Transcribe the entries below exactly.

---- INPUT FOR THIS TASK

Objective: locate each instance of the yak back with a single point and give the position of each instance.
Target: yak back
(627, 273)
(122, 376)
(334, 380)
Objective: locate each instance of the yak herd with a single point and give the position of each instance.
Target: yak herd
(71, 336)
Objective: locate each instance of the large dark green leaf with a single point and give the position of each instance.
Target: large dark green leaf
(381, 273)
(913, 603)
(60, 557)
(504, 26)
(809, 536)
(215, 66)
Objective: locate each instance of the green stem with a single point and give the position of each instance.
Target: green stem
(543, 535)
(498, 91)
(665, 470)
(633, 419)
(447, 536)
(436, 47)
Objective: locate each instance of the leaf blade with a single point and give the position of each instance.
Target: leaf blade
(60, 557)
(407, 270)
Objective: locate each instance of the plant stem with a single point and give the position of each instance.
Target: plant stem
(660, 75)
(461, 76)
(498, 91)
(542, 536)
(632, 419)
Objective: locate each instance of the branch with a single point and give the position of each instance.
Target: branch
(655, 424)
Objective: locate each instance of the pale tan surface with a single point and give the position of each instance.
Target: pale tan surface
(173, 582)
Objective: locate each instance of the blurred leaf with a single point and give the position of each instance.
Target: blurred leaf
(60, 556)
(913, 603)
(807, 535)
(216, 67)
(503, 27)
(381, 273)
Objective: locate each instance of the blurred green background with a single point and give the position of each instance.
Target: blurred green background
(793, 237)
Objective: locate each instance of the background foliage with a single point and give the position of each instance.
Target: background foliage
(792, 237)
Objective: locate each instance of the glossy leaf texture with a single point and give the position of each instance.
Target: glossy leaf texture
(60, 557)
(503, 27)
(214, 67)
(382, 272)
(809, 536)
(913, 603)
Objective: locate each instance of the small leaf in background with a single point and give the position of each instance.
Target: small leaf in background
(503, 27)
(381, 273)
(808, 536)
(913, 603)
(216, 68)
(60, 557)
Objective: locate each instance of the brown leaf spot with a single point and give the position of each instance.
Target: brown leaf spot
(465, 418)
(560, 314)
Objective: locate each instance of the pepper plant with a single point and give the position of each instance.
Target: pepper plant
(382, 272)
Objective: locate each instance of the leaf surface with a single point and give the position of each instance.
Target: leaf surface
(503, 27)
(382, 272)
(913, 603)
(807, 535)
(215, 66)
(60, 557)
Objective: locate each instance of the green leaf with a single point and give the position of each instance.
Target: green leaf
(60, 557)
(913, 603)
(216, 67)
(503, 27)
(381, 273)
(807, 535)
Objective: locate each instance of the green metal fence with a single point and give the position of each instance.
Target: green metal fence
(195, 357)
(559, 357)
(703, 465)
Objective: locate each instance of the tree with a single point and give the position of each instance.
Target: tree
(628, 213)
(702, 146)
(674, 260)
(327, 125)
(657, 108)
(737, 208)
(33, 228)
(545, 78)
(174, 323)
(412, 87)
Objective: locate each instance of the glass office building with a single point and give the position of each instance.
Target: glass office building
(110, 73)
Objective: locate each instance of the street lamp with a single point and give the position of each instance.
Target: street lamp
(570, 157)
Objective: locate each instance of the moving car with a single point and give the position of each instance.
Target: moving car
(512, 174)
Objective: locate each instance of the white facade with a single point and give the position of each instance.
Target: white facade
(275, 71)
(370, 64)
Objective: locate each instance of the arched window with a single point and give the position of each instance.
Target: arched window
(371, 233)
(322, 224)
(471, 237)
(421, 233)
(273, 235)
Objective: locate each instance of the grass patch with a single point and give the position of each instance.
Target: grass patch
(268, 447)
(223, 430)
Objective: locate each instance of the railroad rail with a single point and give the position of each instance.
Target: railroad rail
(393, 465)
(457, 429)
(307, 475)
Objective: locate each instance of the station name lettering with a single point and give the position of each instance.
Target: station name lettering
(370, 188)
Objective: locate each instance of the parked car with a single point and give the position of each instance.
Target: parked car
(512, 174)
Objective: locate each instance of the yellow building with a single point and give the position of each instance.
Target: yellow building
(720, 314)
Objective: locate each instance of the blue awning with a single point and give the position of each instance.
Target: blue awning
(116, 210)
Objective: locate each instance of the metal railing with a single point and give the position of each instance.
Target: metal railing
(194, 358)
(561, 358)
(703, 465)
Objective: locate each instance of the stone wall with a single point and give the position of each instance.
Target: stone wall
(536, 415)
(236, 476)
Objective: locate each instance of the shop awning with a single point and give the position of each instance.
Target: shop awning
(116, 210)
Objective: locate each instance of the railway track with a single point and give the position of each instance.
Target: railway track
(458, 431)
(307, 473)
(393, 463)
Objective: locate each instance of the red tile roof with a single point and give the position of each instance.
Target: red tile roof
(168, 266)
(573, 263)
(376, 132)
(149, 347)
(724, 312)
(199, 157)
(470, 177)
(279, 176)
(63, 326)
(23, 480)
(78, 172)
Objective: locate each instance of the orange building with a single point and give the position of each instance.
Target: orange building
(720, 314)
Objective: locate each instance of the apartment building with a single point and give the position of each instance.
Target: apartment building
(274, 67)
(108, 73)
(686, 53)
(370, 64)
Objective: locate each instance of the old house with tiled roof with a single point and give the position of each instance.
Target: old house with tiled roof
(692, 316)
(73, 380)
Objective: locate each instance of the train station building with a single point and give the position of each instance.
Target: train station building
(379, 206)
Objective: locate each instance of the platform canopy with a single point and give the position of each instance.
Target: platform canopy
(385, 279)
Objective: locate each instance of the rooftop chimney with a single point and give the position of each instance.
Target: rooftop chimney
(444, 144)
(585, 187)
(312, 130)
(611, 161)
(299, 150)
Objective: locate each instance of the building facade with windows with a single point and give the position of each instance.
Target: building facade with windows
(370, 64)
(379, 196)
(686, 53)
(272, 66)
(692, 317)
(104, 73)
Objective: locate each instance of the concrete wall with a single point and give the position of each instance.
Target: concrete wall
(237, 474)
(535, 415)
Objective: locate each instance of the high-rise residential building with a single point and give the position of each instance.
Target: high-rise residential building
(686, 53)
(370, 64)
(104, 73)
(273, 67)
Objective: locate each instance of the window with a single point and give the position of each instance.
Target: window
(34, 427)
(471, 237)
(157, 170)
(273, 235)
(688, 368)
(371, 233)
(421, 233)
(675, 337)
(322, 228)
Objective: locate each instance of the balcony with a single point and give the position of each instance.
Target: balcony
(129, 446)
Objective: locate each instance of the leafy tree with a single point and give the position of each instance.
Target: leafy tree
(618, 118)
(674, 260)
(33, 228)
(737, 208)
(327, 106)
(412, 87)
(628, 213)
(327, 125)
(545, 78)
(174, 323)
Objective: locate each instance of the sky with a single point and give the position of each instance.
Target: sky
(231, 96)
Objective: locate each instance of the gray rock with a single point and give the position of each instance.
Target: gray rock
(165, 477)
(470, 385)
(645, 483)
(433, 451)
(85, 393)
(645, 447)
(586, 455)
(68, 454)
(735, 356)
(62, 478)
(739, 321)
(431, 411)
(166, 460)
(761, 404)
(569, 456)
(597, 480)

--------

• [RESULT BELOW]
Objective: locate each instance of the yak back with a single point and give the position of each instance.
Target: yak back
(627, 273)
(122, 376)
(334, 380)
Objective: locate each instance of the yak herd with a single point and give the position of each instance.
Target: yak herd
(71, 336)
Objective: locate each instance of the large dark green leaf with a single point and give the position of each instance.
Target: large dark green leaf
(381, 273)
(913, 603)
(60, 557)
(504, 26)
(809, 536)
(215, 66)
Objective: locate each instance of the green stem with a single point and give the position of each instance.
Target: green stem
(543, 535)
(498, 91)
(665, 470)
(633, 419)
(447, 536)
(436, 47)
Objective: locate each instance of the leaf blade with a single point and give the position of each instance.
Target: leaf blade
(60, 557)
(407, 270)
Objective: locate each instance of the plant stem with a single point and give the position of each instance.
Target: plant stem
(660, 75)
(461, 76)
(498, 91)
(542, 536)
(632, 419)
Objective: locate each instance of the branch with a single point and give the position of each instance.
Target: branch
(655, 424)
Objective: locate each instance of the pale tan surface with a single point and give the position of each instance.
Target: pale tan surface
(173, 582)
Objective: locate each instance of the blurred leaf with a single point and give the position of each instance.
Target: blurred leaf
(60, 556)
(913, 603)
(807, 535)
(216, 67)
(503, 27)
(381, 273)
Objective: locate each instance of the blurred green background with a single point and give the position of each instance.
Target: blurred green background
(793, 237)
Objective: locate each instance of the background foliage with a single point and give the position of each instance.
Target: background foliage
(792, 237)
Objective: locate each instance of the glossy leaf texture with a single point and give the position of each instance.
Target: glossy leaf texture
(60, 557)
(503, 27)
(214, 67)
(382, 272)
(809, 536)
(913, 603)
Objective: locate each instance of the small leaf in background with a single point and give the position of each instance.
Target: small leaf in background
(503, 27)
(381, 273)
(808, 536)
(913, 603)
(216, 68)
(60, 557)
Objective: locate each instance of the brown leaf spot with a single point and give the position of each instance.
Target: brown leaf spot
(465, 418)
(560, 314)
Objective: locate each instance of the pepper plant with a single point and give the position of each instance.
Target: pepper plant
(382, 272)
Objective: locate each instance of the leaf surface with a single point and give the position of each instance.
Target: leaf surface
(503, 27)
(382, 272)
(913, 603)
(807, 535)
(215, 66)
(60, 557)
Objective: locate each instance of the green leaf with a single point and give the position of each instance.
Target: green leaf
(60, 557)
(913, 603)
(216, 67)
(503, 27)
(381, 273)
(807, 535)
Objective: locate each instance of the green metal fence with a single point and give the position of each instance.
Target: green metal fence
(195, 357)
(559, 357)
(703, 465)
Objective: locate each instance of the tree with a single point and give the position of each instance.
Target: tree
(628, 213)
(702, 146)
(674, 260)
(327, 125)
(657, 108)
(737, 208)
(33, 228)
(545, 78)
(174, 323)
(412, 87)
Objective: locate each instance of the glass office building with a single point and give the position of each instance.
Target: glass office building
(110, 73)
Objective: locate each instance of the street lamp with a single point and give the position of each instance.
Target: street lamp
(570, 157)
Objective: locate each instance of the moving car with a single point and give the position of each instance.
Target: moving car
(512, 174)
Objective: locate each instance of the white facade with a single point and give the position of each instance.
Target: white facade
(275, 71)
(370, 64)
Objective: locate each instance of the arched window with a single point and give the position of each instance.
Target: arched window
(371, 233)
(322, 224)
(471, 237)
(421, 233)
(273, 235)
Objective: locate each instance of the grass patch with a single point and give the position of each instance.
Target: grass patch
(268, 447)
(223, 430)
Objective: locate each instance of the railroad rail with a single point and give the position of each instance.
Target: railroad rail
(393, 465)
(457, 429)
(307, 475)
Objective: locate each instance of the station name lettering with a single point and give the position of each instance.
Target: station name lettering
(370, 188)
Objective: locate each instance of the parked car with a single point and give the position of each instance.
Target: parked car
(512, 174)
Objective: locate each instance of the yellow building with a single point and give the position of each instance.
Target: yellow building
(720, 314)
Objective: locate each instance of the blue awning with a single point and give the position of each instance.
Target: blue awning
(116, 210)
Objective: locate each instance of the metal railing with a single point and give the position of each instance.
Target: metal railing
(194, 358)
(561, 358)
(703, 465)
Objective: locate each instance of the stone wall with a single point and give the position of each instance.
Target: stone wall
(536, 415)
(236, 476)
Objective: locate each instance of the shop awning with a single point and give the position of each instance.
Target: shop awning
(116, 210)
Objective: locate each instance of the railway track with a single point and give the position of each instance.
Target: railway track
(458, 431)
(307, 473)
(393, 463)
Objective: locate each instance of the red tile roof with a single point and give the position of each instance.
Target: red tile roof
(168, 266)
(573, 263)
(376, 132)
(149, 347)
(724, 312)
(199, 157)
(470, 177)
(279, 176)
(63, 326)
(23, 480)
(78, 172)
Objective: locate each instance of the orange building with a single point and give the position of each instance.
Target: orange building
(720, 314)
Objective: locate each instance of the apartment building with a single point and give the position of each instance.
Target: apartment building
(274, 67)
(108, 73)
(686, 53)
(370, 64)
Objective: locate each instance of the old house with tiled roof with a single point and give the position of each instance.
Target: old house with tiled roof
(692, 316)
(73, 380)
Objective: locate each instance of the train station building with a single point and give the position of each instance.
Target: train station building
(379, 206)
Objective: locate each instance of the platform canopy with a single point and give the position of each instance.
Target: platform canopy
(385, 279)
Objective: locate each instance of the rooftop chimney with a single point and give the position of each instance.
Target: rooftop chimney
(444, 144)
(585, 187)
(312, 130)
(611, 161)
(299, 150)
Objective: locate each instance of the building facade with windows with a single point and give the position of each instance.
Target: building facade with windows
(370, 64)
(379, 196)
(686, 53)
(272, 66)
(692, 317)
(104, 73)
Objective: locate each instance of the concrete wall with a single point and give the position of each instance.
Target: concrete wall
(237, 474)
(535, 415)
Objective: locate each instance of the high-rise residential building with a single point and give the position of each instance.
Target: high-rise residential building
(686, 53)
(370, 64)
(104, 73)
(273, 67)
Objective: locate each instance of the window with a single point and give the position of each instance.
Target: window
(34, 427)
(471, 237)
(157, 170)
(273, 235)
(688, 368)
(371, 233)
(421, 233)
(675, 337)
(322, 228)
Objective: locate each instance of the balcony with a single point and give the position of each instance.
Target: balcony
(129, 446)
Objective: locate each instance of the leafy tree with a single point and give the position of each instance.
Target: leafy tree
(618, 118)
(674, 260)
(33, 228)
(737, 208)
(327, 106)
(412, 87)
(628, 213)
(327, 125)
(545, 78)
(174, 323)
Objective: locate each instance of the sky with a single point and give the position of each instance.
Target: sky
(231, 96)
Objective: locate each instance of the gray rock with a single point and give the position of each instance.
Target: gray rock
(165, 477)
(470, 385)
(645, 483)
(433, 451)
(85, 393)
(645, 447)
(586, 455)
(68, 454)
(735, 356)
(62, 478)
(739, 321)
(431, 411)
(166, 460)
(761, 404)
(569, 456)
(597, 480)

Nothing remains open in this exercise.